Collected data entries
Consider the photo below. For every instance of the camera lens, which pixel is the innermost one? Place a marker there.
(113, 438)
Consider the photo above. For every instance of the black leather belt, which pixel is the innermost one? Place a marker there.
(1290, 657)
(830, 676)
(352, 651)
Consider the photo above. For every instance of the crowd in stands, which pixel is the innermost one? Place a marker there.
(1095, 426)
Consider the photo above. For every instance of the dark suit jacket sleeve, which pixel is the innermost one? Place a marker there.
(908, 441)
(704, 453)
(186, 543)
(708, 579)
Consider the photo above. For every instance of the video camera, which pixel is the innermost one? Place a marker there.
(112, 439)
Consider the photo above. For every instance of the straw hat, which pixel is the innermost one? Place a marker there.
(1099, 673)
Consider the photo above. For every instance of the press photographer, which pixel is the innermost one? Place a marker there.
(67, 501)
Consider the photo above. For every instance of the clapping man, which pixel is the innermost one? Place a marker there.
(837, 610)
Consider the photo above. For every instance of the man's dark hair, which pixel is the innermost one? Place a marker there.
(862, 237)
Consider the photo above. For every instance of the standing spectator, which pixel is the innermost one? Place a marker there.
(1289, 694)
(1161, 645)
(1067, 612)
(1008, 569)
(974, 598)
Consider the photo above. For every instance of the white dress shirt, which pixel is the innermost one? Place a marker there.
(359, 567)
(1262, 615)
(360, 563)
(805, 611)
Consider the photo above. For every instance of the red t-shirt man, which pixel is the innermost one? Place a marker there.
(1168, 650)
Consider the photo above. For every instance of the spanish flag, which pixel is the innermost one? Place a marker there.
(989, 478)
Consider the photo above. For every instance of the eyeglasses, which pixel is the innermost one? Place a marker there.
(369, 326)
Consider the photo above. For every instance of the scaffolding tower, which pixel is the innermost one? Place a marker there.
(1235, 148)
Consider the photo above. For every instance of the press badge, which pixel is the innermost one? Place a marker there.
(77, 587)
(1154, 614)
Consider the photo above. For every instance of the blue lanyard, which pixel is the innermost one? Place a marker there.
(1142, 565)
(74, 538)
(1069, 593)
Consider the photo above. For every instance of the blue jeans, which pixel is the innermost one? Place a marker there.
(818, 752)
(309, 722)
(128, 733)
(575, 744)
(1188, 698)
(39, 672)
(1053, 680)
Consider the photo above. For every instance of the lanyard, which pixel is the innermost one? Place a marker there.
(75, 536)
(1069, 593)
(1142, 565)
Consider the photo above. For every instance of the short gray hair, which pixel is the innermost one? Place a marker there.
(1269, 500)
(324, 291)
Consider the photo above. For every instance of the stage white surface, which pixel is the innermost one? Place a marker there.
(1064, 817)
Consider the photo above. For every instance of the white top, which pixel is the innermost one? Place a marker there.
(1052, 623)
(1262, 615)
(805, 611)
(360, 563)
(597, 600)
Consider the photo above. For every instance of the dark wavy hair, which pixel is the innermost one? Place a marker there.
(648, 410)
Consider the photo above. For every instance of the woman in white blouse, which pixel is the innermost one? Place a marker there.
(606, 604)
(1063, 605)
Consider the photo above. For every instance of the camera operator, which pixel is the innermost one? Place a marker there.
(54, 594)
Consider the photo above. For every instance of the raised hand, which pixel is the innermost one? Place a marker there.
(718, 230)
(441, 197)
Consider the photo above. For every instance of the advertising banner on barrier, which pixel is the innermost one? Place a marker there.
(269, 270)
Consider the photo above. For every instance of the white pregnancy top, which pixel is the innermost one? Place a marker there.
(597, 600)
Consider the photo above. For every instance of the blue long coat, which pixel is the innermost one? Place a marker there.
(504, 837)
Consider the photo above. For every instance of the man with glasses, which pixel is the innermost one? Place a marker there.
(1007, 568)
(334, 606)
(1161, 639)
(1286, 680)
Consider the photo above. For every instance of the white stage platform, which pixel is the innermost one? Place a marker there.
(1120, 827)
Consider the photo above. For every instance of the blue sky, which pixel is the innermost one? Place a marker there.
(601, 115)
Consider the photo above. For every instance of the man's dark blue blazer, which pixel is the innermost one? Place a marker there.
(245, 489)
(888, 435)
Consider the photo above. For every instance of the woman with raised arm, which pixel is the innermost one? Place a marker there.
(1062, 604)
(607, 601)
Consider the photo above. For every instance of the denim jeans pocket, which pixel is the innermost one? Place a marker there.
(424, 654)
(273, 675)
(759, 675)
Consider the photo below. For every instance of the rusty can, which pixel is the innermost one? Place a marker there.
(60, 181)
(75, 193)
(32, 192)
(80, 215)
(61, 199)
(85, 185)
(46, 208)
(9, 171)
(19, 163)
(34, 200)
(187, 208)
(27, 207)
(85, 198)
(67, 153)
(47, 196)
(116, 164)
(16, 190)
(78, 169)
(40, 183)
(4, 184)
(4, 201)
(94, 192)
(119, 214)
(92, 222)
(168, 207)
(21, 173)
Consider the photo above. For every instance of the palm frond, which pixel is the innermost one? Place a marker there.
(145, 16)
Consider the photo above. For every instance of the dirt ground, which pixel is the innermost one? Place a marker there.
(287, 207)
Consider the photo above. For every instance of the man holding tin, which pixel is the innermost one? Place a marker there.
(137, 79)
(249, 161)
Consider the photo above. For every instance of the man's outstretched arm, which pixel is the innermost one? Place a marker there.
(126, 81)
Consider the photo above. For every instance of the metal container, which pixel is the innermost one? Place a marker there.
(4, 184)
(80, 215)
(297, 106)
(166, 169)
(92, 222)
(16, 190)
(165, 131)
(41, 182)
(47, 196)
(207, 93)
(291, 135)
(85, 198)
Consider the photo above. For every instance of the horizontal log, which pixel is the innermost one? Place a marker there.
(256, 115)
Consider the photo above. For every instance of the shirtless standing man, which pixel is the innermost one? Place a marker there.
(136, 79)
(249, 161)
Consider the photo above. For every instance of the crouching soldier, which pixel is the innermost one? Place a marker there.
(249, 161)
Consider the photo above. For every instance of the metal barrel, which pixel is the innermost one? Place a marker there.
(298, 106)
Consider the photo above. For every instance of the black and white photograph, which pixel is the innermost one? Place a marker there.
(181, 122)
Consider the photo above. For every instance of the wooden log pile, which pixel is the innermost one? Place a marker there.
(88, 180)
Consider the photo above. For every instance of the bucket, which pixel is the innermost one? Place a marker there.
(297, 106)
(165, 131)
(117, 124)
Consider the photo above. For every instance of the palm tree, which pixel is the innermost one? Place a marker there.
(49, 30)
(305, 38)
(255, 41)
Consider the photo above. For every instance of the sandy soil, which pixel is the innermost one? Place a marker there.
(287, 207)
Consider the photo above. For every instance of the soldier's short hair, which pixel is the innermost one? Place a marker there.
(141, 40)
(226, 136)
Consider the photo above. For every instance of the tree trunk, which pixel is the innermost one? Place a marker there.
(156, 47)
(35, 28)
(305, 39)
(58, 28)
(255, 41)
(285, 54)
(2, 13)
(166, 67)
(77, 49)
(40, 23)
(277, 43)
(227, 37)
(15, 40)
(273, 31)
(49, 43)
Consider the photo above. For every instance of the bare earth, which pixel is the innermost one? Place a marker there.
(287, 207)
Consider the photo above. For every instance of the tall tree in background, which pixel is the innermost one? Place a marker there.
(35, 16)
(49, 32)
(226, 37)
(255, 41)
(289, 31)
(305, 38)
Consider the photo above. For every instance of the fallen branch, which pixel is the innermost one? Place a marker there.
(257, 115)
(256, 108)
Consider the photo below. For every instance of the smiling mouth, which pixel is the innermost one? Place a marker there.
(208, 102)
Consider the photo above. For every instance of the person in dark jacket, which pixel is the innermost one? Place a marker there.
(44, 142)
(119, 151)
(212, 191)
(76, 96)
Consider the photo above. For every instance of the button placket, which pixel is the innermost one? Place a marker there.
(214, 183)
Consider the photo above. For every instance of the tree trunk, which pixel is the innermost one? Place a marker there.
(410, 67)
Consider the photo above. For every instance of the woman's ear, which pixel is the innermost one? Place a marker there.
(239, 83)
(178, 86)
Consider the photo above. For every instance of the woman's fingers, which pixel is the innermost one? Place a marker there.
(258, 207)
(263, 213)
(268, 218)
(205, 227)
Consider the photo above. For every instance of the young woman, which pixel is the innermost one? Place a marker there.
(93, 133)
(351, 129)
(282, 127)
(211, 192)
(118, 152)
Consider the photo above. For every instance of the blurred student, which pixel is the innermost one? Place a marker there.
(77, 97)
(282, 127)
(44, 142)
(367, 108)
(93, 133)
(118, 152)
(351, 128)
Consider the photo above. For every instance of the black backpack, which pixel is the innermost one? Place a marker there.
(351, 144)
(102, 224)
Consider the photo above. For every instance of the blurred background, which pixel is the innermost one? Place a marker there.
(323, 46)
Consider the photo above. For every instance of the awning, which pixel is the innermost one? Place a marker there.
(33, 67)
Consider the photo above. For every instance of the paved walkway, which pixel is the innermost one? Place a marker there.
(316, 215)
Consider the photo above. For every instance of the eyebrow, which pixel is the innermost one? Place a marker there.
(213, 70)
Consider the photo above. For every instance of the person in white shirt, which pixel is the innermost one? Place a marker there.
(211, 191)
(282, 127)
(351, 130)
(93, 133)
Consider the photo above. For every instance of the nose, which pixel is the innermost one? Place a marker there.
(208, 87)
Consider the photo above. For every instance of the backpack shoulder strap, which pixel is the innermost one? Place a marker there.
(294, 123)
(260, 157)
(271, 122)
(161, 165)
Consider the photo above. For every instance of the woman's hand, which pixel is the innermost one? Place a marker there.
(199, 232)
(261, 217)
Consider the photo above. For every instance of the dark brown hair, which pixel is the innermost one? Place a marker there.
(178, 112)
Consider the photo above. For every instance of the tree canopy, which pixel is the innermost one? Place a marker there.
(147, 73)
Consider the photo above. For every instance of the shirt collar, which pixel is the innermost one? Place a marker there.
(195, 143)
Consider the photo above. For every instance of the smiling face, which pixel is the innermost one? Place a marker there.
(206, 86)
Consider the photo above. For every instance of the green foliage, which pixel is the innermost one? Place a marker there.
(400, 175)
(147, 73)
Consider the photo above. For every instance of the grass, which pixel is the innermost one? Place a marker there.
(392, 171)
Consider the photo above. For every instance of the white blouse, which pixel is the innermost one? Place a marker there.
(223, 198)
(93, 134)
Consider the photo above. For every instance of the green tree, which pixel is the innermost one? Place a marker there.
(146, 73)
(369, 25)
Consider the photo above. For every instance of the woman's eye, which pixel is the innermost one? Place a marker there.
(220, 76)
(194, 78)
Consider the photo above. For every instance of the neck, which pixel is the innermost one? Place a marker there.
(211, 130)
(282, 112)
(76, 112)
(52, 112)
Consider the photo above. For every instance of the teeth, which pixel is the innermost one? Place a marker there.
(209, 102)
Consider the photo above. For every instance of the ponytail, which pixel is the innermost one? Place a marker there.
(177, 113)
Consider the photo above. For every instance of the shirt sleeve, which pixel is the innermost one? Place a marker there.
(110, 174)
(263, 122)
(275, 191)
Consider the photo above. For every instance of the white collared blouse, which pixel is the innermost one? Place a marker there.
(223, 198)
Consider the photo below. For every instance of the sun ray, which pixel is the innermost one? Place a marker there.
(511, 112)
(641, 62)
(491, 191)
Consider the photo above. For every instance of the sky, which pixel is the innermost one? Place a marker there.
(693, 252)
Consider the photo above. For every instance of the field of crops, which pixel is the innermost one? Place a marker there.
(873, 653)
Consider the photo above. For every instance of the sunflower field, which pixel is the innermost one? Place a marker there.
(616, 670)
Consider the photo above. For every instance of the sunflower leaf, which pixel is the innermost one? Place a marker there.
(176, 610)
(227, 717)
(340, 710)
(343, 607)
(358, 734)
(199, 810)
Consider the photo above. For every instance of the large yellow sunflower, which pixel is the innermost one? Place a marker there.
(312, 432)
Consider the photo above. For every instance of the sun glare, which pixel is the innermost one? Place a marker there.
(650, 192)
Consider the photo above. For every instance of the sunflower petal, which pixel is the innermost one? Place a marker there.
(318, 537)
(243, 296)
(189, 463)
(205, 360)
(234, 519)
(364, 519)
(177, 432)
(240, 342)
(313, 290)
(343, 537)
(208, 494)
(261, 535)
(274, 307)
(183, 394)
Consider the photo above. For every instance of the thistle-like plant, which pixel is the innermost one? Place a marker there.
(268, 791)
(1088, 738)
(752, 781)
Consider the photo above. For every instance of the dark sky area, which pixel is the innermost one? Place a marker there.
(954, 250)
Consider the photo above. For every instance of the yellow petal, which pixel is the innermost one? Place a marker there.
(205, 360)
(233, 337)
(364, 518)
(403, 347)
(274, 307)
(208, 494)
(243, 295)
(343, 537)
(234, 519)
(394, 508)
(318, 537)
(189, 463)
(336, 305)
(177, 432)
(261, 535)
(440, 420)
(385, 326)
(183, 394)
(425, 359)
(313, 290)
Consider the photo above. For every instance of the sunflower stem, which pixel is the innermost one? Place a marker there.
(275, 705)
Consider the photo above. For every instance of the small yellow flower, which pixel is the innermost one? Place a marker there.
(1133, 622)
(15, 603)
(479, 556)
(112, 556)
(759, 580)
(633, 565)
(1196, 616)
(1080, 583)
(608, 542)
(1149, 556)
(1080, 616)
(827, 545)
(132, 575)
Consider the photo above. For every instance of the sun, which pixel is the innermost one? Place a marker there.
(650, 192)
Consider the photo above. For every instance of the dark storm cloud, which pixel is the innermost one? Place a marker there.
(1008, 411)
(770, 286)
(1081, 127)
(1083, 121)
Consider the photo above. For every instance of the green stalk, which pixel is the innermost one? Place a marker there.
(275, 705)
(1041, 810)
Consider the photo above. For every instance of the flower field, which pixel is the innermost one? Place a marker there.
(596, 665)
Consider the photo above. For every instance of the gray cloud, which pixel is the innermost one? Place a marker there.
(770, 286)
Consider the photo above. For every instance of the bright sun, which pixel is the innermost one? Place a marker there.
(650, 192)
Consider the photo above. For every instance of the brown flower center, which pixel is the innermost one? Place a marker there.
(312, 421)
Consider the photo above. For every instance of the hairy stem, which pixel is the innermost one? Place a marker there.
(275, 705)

# Stated task:
Rewrite the part that opens with the line containing "the black leather" and closes with the line containing "(1095, 426)", substituting "most central" for every "innermost" and leaving everything else unchanged. Return only that part.

# Task response:
Consider the photo above. For every instance of the black leather belt, which pixel is the most central one? Place a marker there.
(1290, 657)
(830, 676)
(352, 651)
Consider the photo above. For every instance of the crowd in stands, which pixel is the most central one? Place a marker there.
(1095, 426)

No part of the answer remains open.